**Task goal**
Give the data again exactly as written, without any of its pictures.
====
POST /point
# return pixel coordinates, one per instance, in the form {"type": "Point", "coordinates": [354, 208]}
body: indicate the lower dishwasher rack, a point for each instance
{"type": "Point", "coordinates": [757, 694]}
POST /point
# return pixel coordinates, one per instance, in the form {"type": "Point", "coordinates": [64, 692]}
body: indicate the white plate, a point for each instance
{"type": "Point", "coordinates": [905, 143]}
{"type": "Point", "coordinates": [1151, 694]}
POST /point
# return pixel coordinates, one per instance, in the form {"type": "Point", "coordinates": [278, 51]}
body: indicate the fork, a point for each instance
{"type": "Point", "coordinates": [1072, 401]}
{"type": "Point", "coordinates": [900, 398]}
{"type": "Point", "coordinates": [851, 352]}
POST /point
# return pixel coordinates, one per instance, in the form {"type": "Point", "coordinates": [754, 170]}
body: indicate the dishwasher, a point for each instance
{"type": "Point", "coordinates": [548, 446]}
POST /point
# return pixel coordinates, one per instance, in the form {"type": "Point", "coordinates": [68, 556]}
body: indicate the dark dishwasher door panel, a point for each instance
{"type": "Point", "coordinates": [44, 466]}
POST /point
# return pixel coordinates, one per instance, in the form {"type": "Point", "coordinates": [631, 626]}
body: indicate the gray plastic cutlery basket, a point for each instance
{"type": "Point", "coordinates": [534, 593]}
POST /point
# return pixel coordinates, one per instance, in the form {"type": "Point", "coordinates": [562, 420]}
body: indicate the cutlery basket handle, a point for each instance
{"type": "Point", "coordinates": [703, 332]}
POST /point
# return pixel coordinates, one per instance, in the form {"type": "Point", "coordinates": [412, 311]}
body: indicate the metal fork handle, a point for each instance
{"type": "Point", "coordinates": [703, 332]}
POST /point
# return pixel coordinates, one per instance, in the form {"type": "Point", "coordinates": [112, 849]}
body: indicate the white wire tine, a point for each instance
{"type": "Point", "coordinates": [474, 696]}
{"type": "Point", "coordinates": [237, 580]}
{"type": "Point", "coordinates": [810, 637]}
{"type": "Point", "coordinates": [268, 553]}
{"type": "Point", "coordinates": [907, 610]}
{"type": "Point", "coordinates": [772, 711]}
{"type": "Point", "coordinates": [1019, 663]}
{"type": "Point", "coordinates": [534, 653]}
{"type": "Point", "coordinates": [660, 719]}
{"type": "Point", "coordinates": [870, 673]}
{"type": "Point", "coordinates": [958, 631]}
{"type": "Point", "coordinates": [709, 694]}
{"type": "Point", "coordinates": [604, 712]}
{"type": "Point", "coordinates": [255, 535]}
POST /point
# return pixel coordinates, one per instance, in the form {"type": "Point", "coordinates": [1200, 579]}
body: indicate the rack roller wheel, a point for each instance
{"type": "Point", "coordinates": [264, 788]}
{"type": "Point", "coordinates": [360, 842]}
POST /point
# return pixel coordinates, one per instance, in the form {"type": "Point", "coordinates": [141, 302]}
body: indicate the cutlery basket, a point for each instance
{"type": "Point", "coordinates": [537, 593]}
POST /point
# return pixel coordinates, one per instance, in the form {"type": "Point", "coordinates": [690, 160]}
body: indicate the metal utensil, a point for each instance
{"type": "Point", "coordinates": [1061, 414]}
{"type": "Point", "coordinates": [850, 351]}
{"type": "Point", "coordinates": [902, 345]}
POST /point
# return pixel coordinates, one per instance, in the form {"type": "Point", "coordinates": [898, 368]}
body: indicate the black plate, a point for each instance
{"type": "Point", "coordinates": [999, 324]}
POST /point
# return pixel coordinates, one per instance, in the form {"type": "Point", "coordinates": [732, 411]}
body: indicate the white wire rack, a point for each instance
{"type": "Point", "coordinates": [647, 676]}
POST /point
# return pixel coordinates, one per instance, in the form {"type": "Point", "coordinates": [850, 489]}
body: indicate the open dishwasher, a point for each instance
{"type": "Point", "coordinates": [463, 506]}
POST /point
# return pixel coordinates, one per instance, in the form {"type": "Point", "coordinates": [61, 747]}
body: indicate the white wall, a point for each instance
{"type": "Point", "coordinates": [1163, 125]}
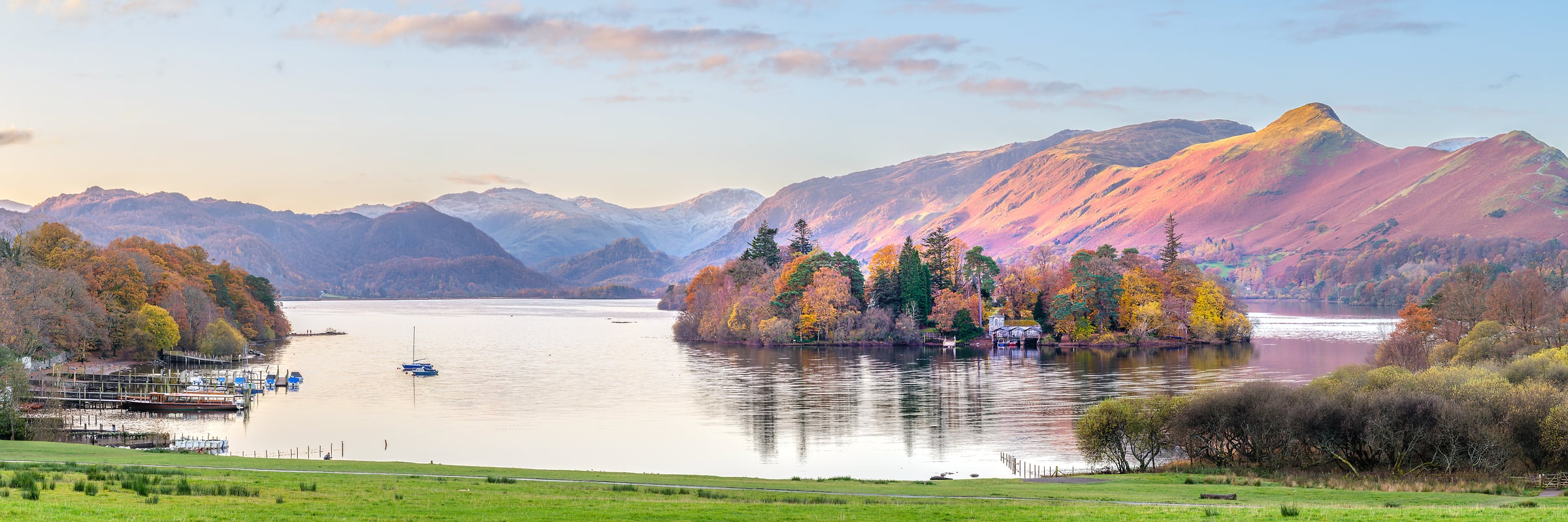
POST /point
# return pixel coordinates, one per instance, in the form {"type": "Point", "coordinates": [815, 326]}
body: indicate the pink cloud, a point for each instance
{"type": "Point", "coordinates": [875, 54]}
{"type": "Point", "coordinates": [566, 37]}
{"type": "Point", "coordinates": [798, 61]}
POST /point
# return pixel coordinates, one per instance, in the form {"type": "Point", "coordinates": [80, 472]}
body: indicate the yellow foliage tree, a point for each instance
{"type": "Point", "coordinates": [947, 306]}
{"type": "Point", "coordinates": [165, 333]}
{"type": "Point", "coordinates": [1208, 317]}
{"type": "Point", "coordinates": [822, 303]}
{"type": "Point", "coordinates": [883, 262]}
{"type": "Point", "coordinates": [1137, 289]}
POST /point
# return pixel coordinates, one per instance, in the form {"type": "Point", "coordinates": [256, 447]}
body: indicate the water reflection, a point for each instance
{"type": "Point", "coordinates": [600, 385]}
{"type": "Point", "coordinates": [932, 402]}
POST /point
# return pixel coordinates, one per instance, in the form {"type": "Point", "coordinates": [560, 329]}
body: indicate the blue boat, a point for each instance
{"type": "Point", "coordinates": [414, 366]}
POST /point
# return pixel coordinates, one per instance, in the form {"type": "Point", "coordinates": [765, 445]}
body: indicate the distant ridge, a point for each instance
====
**Written response**
POST /point
# return pixel coordinates, one per instance, in the form {"type": "Point", "coordinates": [354, 208]}
body: indicate the lower dishwasher rack, a point for each instance
{"type": "Point", "coordinates": [757, 694]}
POST /point
# return pixel coordinates, one per instance, in the form {"type": "Point", "coordinates": [64, 692]}
body: indicate the white plate, a point for each instance
{"type": "Point", "coordinates": [905, 143]}
{"type": "Point", "coordinates": [1151, 694]}
POST /point
# return pixel coordinates, one per instance, in the form {"type": "Point", "coordinates": [278, 51]}
body: indicate the fork, a point for each instance
{"type": "Point", "coordinates": [1072, 401]}
{"type": "Point", "coordinates": [900, 398]}
{"type": "Point", "coordinates": [851, 352]}
POST /point
# return pixel coordinates, one per instance, in the form {"type": "Point", "coordinates": [754, 170]}
body: indicate the dishwasher, a point for each instance
{"type": "Point", "coordinates": [548, 446]}
POST /point
# return pixel coordinates, one per instance, in the form {"type": "Point", "coordinates": [68, 556]}
body: indicate the dark dishwasher door panel, a point for each instance
{"type": "Point", "coordinates": [44, 466]}
POST /point
# return pixel coordinates, one per instance, in the form {"type": "Point", "coordinates": [631, 626]}
body: indicate the gray plastic cutlery basket, a point for each instance
{"type": "Point", "coordinates": [534, 593]}
POST /point
# return pixel coordinates, one per instance, in the form {"type": "Point", "coordinates": [562, 420]}
body: indicate the cutlery basket handle, a point for each instance
{"type": "Point", "coordinates": [703, 332]}
POST /point
# return pixel coordinates, one per instance, in the form {"type": "Point", "coordinates": [412, 311]}
body: indicate the metal fork handle, a point for each instance
{"type": "Point", "coordinates": [703, 332]}
POST /point
# return pixel coordinates, one per instance, in the form {"type": "Point", "coordinates": [112, 849]}
body: indicate the white wire tine, a point for each instance
{"type": "Point", "coordinates": [474, 696]}
{"type": "Point", "coordinates": [237, 580]}
{"type": "Point", "coordinates": [810, 637]}
{"type": "Point", "coordinates": [268, 553]}
{"type": "Point", "coordinates": [907, 610]}
{"type": "Point", "coordinates": [772, 711]}
{"type": "Point", "coordinates": [1019, 663]}
{"type": "Point", "coordinates": [534, 653]}
{"type": "Point", "coordinates": [660, 719]}
{"type": "Point", "coordinates": [870, 673]}
{"type": "Point", "coordinates": [958, 631]}
{"type": "Point", "coordinates": [709, 694]}
{"type": "Point", "coordinates": [604, 712]}
{"type": "Point", "coordinates": [255, 535]}
POST /point
# return pixel coordinates, one per instance, in the form {"type": "Point", "coordinates": [1200, 579]}
body: indicate the rack roller wheel, a point for each instance
{"type": "Point", "coordinates": [264, 788]}
{"type": "Point", "coordinates": [360, 842]}
POST /point
# return pixel coordinates, one per instance, in the form {"type": "Point", "coordinates": [141, 302]}
body: indicate the cutlery basket, a point for each instance
{"type": "Point", "coordinates": [537, 593]}
POST /point
# return pixel coordinates, one per instance, in the form {"type": "Point", "coordinates": [690, 160]}
body: indicate the metal utensil, a point for each instance
{"type": "Point", "coordinates": [1061, 414]}
{"type": "Point", "coordinates": [850, 351]}
{"type": "Point", "coordinates": [902, 345]}
POST /point
# return pixel coordinates, one per instance, in the form {"type": "Point", "coordinates": [898, 368]}
body: indicate the black plate, a point for each instance
{"type": "Point", "coordinates": [999, 324]}
POST /point
# return pixel coordinates, one per instance, in the form {"type": "Point", "coordinates": [732, 411]}
body: indicate the white wire rack, a point for each instance
{"type": "Point", "coordinates": [647, 676]}
POST /point
# return pixel coordinates, one per instance, in the form {"type": "Point", "coordinates": [850, 489]}
body: indicate the open dishwasher, a point for each instance
{"type": "Point", "coordinates": [463, 506]}
POST /point
# return pixel coordinates, one per instance, in the form {"type": "Point", "coordinates": [61, 747]}
body: indicate the white wall, a point for each instance
{"type": "Point", "coordinates": [1163, 125]}
POST /point
# return pixel coordinates, one per instance, in the form {"type": "Point", "coordinates": [815, 326]}
body: indicate the pink cloud, a point for each instance
{"type": "Point", "coordinates": [875, 54]}
{"type": "Point", "coordinates": [566, 37]}
{"type": "Point", "coordinates": [798, 61]}
POST /point
# return pixel coordinates, one per instance, in the form {"type": "Point", "coordinates": [80, 472]}
body: indicate the yellow foliage tree, a point for each instance
{"type": "Point", "coordinates": [947, 306]}
{"type": "Point", "coordinates": [165, 333]}
{"type": "Point", "coordinates": [1208, 317]}
{"type": "Point", "coordinates": [822, 303]}
{"type": "Point", "coordinates": [883, 262]}
{"type": "Point", "coordinates": [1137, 289]}
POST /point
# return pixel coordinates, one per instance, in the form {"type": "Point", "coordinates": [256, 447]}
body: indicate the water reflection, a point for each instance
{"type": "Point", "coordinates": [600, 385]}
{"type": "Point", "coordinates": [932, 402]}
POST /point
# return pixel coordinates, one per instance, in the form {"type": "Point", "coordinates": [560, 329]}
body: indicate the blue boat, a point for each instance
{"type": "Point", "coordinates": [414, 366]}
POST /point
# return pixel coordinates, one per instance, in the form {"type": "Point", "coordinates": [765, 445]}
body: indicate the distant ridge, a point for each instance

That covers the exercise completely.